_Activity list_
[1] Answer these from the post on autism in the family, one line each:
(a) At what age was the grandmother's sister diagnosed as autistic?
(b) Where and in which decade was the grandmother born?
(c) What did the family use to clean their homes?
[2] Turn the paragraph of the post on autism in the family that begins "They grew up in a tiny cottage" into a bulleted list that keeps its main facts.
[3] In the post on autism in the family, list every family member the writer names in the condensed summary as having or having had autistic traits.

_Excerpt to read_
┌──

This is going to be long, so please bear with.
I have posted about the strong genetic link to autism in my family before on MN, so I'll give a condensed version: both me, my sister, my brother, my mother, and my maternal grandmother, aunt and two uncles all have or had autistic traits of varying degrees of severity.
In my family, the link is clear; it runs through the maternal line. My grandmother's sister was the most severely affected by it: she spent most of her life in an institution, and was only diagnosed as being autistic in the 1990s, at the age of 79. (We have recently found this out by requesting access to her medical records, to provide some proof to the psychologist I am personally seeing for my own ASD diagnosis at the end of this month.)
Her sister, my grandmother, is a very odd person indeed; unable to form friendships, obsessive about routines and food, childlike and literal in her view of the world. Two of her brothers were decidedly strange too - neither married, both were typical "trainspotter" types who lived at home until their mother died, then moved into a shared flat until their deaths in the late 1980s.
Here is the thing: my Gran is Irish. She was born in a tiny village in the West of Ireland in the 1920s, as were all her brothers and sisters (all 11 of them in total!).
They grew up in a tiny cottage near to the sea, all fresh clean air and sunshine. They were very poor, but they ate the freshest foods, home cooked and indeed most of it was home grown: processed foods and additives did not exist back then. No one had a car, even the local doctor travelled around by horse (!), so there was no lead in the air, or indeed much atmospheric pollution to speak of at all, other than smoke from burning peat fires. You washed yourself and your clothing with a basic soap made from lime and animal fats, as people have done for centuries. No emollient oils, chemicals or other contaminants at all. They cleaned their homes with salt, lemon, bleach, borax. Air fresheners did not exist: that was achieved by opening the windows.
All in all, it was a remarkably non-toxic environment for a child to grow up in.
Vaccinations did not exist at all back then, so naturally, none of my grandmothers siblings received them. And yet: one of those siblings spent her life in an institution, mute apart from the odd squeak, arranging things in rows over and over again (magazines being her favourite) only getting up to spin in circles and flap her hands delightedly when music was played on the radio.
Tell me then: if vaccinations cause autism; what's the dealio with Granny and her family, here?

└──

_The data_
┌──

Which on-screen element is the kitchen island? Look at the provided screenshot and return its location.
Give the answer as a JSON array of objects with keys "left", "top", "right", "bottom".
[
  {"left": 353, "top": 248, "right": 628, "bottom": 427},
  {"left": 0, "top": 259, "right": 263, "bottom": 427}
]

└──

_Outputs for the tasks_
[1]
(a) At 79, in the 1990s.
(b) In a tiny village in the West of Ireland, in the 1920s.
(c) Salt, lemon, bleach and borax.

[2]
- Grew up in a tiny cottage near the sea, with fresh clean air and sunshine.
- Very poor, but ate the freshest home-cooked food, most of it home grown. Processed foods and additives did not exist.
- No one had a car, and even the local doctor traveled by horse. There was no lead in the air and little pollution beyond smoke from peat fires.
- Washed themselves and their clothing with a basic soap of lime and animal fats, free of emollient oils, chemicals or other contaminants.
- Cleaned their homes with salt, lemon, bleach and borax.
- Had no air fresheners and opened the windows instead.

[3]
- The writer
- The writer's sister
- The writer's brother
- The writer's mother
- The writer's maternal grandmother
- An aunt
- Two uncles